## Given problem
Pick out every line below that contains the word "square" and copy each one.

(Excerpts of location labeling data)
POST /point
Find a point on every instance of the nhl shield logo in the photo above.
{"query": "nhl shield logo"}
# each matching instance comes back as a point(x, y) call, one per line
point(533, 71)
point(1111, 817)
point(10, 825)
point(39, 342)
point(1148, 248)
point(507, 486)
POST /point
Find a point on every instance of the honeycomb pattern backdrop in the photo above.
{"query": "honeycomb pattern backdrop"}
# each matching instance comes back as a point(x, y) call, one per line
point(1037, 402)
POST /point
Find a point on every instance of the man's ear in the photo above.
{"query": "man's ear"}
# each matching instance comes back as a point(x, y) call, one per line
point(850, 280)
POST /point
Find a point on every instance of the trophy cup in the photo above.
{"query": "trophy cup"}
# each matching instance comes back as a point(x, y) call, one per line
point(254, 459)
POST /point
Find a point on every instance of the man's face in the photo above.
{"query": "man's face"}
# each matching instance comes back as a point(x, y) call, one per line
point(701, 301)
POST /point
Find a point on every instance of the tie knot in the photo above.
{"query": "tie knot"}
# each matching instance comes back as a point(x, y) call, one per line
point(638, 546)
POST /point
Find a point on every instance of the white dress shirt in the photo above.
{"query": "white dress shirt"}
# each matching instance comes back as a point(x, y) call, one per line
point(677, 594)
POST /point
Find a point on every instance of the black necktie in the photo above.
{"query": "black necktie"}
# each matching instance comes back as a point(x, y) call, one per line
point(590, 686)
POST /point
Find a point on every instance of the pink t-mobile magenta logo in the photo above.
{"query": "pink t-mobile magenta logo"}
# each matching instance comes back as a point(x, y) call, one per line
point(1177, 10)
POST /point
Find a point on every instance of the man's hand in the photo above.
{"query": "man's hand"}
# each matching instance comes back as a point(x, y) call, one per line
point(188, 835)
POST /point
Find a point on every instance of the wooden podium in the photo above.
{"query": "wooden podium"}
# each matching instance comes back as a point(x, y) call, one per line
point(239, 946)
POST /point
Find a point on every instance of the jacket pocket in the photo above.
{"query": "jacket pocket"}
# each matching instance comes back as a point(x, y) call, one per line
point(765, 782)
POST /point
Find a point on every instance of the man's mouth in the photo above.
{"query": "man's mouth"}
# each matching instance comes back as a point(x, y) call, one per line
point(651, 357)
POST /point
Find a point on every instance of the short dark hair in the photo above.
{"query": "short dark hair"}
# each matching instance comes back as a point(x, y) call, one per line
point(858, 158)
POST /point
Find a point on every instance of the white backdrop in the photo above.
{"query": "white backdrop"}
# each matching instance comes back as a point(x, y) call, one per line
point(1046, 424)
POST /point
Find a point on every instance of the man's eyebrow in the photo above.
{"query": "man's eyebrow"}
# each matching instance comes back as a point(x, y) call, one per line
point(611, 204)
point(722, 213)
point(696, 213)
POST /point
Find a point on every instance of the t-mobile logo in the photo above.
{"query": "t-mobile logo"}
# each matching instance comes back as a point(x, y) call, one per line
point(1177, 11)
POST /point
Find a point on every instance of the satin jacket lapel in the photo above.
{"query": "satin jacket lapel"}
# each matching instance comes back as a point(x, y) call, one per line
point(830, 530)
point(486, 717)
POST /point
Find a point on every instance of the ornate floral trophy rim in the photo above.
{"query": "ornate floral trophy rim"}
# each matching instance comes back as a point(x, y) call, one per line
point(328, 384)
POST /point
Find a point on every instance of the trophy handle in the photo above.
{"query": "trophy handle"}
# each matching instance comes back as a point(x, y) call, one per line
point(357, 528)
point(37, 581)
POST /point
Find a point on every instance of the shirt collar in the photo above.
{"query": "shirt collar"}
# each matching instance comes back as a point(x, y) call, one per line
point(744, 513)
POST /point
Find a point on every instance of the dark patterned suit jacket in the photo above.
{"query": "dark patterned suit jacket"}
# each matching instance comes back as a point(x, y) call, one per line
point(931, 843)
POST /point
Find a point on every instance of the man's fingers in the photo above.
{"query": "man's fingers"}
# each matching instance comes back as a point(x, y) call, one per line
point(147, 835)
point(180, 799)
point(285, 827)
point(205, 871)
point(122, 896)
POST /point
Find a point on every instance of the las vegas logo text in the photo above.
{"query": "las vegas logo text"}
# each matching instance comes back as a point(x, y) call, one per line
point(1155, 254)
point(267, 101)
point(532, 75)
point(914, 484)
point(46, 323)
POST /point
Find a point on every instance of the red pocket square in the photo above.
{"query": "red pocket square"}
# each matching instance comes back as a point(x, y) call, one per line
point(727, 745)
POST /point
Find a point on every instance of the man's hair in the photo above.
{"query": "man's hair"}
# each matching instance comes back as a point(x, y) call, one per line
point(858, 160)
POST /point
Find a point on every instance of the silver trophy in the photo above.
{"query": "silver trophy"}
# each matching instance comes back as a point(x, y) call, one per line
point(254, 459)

...

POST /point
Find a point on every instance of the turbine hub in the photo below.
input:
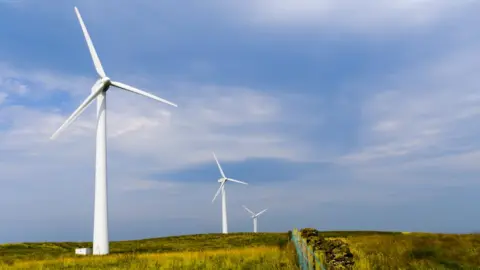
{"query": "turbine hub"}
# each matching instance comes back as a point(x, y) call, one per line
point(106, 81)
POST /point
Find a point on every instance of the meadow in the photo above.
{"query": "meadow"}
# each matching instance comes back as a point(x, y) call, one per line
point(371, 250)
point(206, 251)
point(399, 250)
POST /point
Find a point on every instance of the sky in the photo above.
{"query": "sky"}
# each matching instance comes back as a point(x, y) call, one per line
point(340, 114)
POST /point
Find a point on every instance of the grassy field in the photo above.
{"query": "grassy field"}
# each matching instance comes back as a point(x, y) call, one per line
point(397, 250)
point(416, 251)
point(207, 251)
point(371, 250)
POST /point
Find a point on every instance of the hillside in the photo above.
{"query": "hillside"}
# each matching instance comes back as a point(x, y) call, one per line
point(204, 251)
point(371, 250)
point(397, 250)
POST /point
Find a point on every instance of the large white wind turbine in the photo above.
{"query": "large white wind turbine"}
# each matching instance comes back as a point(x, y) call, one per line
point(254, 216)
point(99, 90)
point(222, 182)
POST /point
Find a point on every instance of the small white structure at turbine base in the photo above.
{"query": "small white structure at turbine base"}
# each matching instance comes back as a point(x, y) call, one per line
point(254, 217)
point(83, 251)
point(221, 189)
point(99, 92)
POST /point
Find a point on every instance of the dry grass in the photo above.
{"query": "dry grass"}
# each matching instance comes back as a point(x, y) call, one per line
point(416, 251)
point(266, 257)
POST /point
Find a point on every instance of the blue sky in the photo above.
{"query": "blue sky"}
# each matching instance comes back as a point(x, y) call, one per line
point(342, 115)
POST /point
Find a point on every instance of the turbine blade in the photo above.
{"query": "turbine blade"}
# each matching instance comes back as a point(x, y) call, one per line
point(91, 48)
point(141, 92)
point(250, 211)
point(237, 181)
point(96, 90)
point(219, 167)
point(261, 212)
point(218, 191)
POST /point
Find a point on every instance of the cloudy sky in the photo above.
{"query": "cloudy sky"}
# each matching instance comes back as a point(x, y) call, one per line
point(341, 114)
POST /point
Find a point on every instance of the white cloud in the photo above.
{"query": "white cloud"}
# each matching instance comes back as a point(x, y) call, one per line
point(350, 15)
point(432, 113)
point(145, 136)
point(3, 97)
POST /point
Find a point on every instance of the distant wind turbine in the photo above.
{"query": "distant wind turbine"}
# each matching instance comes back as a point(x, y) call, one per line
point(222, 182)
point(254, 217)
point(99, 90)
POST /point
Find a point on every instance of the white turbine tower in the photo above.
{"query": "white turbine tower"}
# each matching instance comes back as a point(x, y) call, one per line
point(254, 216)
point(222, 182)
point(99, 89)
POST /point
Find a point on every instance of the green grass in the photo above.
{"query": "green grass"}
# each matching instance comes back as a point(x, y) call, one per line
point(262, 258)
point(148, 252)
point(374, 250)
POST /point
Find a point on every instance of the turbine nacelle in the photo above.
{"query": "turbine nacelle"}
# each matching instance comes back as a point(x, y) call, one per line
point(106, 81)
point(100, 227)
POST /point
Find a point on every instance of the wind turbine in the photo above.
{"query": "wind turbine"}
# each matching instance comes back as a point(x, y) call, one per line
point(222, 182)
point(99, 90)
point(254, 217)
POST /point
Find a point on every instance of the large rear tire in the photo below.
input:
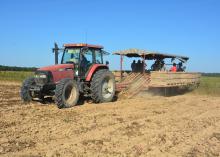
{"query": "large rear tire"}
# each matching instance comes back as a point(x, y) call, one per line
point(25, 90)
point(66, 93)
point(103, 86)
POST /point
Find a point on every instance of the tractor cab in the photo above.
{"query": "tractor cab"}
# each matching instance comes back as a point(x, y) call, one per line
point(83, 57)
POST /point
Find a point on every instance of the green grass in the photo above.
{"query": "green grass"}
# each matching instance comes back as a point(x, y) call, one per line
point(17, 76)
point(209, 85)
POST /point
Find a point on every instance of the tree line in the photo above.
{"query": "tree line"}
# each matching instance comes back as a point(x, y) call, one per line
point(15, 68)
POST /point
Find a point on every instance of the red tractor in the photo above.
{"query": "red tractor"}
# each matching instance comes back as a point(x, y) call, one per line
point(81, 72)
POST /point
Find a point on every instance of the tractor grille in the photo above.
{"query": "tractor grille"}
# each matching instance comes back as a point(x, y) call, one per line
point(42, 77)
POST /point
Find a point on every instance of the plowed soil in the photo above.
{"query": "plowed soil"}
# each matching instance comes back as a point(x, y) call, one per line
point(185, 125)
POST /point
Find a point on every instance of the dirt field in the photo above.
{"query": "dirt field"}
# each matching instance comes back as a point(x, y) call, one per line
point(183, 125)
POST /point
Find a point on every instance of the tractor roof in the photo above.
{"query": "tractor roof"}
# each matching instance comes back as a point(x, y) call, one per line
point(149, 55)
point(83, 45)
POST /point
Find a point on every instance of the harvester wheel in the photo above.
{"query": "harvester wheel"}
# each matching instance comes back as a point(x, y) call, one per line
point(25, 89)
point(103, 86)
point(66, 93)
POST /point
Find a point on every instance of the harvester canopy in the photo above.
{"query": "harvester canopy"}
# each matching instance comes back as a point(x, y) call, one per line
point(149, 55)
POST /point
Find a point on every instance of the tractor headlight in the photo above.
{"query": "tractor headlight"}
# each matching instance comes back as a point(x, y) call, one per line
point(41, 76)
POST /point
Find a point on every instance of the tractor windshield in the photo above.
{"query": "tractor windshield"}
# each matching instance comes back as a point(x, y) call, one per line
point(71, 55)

---

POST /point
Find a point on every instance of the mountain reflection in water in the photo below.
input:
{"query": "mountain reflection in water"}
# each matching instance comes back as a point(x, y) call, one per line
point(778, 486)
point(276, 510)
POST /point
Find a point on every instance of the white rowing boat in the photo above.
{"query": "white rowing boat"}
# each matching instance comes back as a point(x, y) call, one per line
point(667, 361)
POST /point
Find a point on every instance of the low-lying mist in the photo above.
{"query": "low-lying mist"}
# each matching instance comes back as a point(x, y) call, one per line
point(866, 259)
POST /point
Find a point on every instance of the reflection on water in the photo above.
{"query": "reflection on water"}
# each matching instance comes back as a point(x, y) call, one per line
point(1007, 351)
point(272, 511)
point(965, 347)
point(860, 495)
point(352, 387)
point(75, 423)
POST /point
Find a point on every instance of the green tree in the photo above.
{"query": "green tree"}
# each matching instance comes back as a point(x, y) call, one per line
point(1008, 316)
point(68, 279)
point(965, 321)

## Finished task
Find a point on every instance of the red pocket square in the photo above.
{"query": "red pocket square"}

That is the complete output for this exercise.